Point-per-instance localization data:
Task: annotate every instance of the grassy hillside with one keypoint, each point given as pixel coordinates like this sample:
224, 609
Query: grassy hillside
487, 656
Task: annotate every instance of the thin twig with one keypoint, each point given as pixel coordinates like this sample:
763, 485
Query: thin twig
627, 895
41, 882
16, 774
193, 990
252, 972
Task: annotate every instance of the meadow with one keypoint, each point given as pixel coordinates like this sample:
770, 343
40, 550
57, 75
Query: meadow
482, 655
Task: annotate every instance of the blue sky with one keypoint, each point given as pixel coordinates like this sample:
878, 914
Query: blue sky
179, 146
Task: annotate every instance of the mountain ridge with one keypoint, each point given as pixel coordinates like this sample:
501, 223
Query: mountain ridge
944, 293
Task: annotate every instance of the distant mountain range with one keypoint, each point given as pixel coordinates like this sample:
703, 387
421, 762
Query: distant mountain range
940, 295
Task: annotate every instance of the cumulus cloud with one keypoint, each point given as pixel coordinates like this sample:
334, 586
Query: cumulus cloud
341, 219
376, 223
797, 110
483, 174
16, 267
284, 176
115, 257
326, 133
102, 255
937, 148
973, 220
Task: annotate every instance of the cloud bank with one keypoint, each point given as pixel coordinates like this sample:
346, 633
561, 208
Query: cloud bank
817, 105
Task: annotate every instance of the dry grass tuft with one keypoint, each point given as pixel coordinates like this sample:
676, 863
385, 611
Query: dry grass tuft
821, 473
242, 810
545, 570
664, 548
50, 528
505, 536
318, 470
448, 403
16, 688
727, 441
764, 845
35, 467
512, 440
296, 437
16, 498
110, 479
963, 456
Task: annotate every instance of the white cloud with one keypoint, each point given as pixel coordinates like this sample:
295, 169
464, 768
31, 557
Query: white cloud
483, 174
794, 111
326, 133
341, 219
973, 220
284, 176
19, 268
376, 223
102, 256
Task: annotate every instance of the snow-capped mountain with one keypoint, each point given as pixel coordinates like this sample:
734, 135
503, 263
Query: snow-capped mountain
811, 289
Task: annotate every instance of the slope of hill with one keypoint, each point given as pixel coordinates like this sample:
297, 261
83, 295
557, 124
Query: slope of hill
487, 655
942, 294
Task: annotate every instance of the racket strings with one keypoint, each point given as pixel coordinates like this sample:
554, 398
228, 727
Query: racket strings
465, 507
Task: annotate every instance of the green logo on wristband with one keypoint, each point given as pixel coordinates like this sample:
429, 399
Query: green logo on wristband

THE PROBLEM — Print the entries once more, character for character.

EXERCISE ANSWER —
Task: annotate every instance of the grassy hillside with one keypoint, each point given as pixel coordinates like this sample:
224, 609
Query: grassy hillside
487, 656
Task: annotate every instance of the thin twig with one keypoint, each point given as pixel coordinates like this sample:
763, 485
Query: thin twig
627, 895
41, 882
16, 774
193, 990
252, 972
Task: annotate every instance of the meadow with one keypoint, each point given as pixel coordinates like this sample:
770, 343
40, 550
57, 75
Query: meadow
482, 655
Task: annotate every instance of the blue sky with one keypoint, each point given as pixel coordinates like this sample:
878, 914
Query: blue sky
179, 146
Task: annotate every instance of the mountain ridge with one keypoint, each point given as pixel coordinates like this sample:
501, 223
Query: mountain ridge
944, 293
Task: annotate every instance of the distant mountain range with one keypoint, each point given as pixel coordinates like this sample:
703, 387
421, 762
Query: distant mountain range
940, 295
Task: annotate every instance of the cumulus cloud with one keypoint, each point given as pixel coordinates like this sample:
334, 586
Query: cumulus cloud
341, 219
376, 223
797, 110
483, 174
16, 267
284, 176
115, 257
326, 133
102, 255
937, 148
973, 220
Task: annotate every instance of the cloud bank with one keypoint, each point given as pixel coordinates like this sample:
346, 633
561, 208
Query: cloud bank
817, 105
Task: annotate every instance of the dry grass tuft with one keypoint, each point given as pixel coordinates like this sample:
676, 863
385, 611
Query: dry grass tuft
821, 473
242, 810
545, 570
664, 548
50, 528
505, 536
318, 470
448, 403
16, 688
727, 441
764, 845
35, 467
512, 440
296, 437
16, 498
110, 479
963, 456
Task: annotate every instance of the white cloud with one keypoint, each point given as pixel coordinates like this sample:
295, 169
464, 768
31, 557
Query: white cloud
483, 174
794, 111
326, 133
341, 219
973, 220
284, 176
19, 268
376, 223
102, 256
Task: annotate every instance of the snow-capped mountain with one keypoint, each point given as pixel coordinates like this sample:
734, 135
503, 263
Query: snow-capped mountain
811, 289
Task: annotate every instance of the slope of hill with one keypoint, each point given as pixel coordinates like this sample:
297, 261
83, 295
557, 124
Query: slope of hill
487, 655
942, 294
Task: annotate every instance of the racket strings with one keypoint, each point given as pixel coordinates like this sample:
554, 398
228, 727
Query: racket strings
465, 507
Task: annotate every instance of the green logo on wristband with one keypoint, each point given as pixel coordinates like this sample:
429, 399
Query: green logo on wristband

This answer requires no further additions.